• WHAT YOU SHOULD DO:
Restate the lines exactly, starting at the line that contains "If you could point to the yellow" and finishing with the final line of the records.

• AVAILABLE DATA:

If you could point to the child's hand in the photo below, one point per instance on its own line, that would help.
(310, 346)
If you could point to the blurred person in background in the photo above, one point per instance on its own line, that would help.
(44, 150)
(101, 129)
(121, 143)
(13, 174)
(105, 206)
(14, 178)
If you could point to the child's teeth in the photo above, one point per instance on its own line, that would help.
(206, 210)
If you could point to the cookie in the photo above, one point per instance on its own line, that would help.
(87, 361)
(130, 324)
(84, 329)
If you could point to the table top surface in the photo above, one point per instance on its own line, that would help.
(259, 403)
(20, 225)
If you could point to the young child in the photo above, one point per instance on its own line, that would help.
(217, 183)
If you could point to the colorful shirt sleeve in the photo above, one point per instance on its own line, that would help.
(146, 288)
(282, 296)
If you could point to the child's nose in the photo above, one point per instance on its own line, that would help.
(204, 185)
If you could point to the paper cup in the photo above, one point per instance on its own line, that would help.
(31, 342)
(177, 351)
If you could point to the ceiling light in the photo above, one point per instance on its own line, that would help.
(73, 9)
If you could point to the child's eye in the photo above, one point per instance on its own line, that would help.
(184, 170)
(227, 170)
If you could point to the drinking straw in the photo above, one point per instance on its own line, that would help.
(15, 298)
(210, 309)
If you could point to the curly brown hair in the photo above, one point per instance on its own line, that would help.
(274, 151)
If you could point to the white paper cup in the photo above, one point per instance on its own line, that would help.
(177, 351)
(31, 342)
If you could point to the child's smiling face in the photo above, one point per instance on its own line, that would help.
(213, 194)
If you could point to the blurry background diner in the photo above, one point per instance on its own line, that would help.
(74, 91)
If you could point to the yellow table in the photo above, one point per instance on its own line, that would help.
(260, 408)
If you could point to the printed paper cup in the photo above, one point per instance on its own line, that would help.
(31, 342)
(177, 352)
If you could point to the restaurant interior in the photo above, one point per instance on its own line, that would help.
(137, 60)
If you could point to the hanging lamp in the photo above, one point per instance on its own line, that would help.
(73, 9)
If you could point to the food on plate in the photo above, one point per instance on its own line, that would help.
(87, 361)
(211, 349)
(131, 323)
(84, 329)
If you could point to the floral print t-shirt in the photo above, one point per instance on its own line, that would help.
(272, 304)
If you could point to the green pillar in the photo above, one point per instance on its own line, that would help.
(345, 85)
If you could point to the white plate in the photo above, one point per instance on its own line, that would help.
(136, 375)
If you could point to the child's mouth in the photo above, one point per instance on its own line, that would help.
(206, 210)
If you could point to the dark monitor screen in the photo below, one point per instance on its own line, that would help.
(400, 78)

• EXERCISE OUTPUT:
If you could point to the yellow table in the photo above, one point per instance on its own line, that would help.
(260, 408)
If you could point to the printed paper cup in the photo above, one point per instance on its own line, that would help.
(31, 342)
(177, 352)
If you could point to the restaurant interior in the photo above, one point per instance on its own line, that would help.
(137, 60)
If you could point to the hanging lamp in the photo above, one point per instance on its own line, that would help.
(73, 9)
If you could point to the food on plate in the photo above, one point per instance on its own line, that would help.
(87, 361)
(211, 349)
(131, 323)
(84, 329)
If you could point to the floral print t-shirt in the photo above, one point per instance on its own line, that would help.
(272, 304)
If you could point to the green pillar in the photo above, one point per instance on its own line, that would help.
(345, 85)
If you could point to the white plate in the photo above, one point per instance on its own line, that would help.
(136, 375)
If you could point to the child's mouth in the photo above, one point per instance on its own line, that would help.
(206, 210)
If you could point to the dark monitor screen in the photo below, one point per instance on its own line, that would help.
(400, 78)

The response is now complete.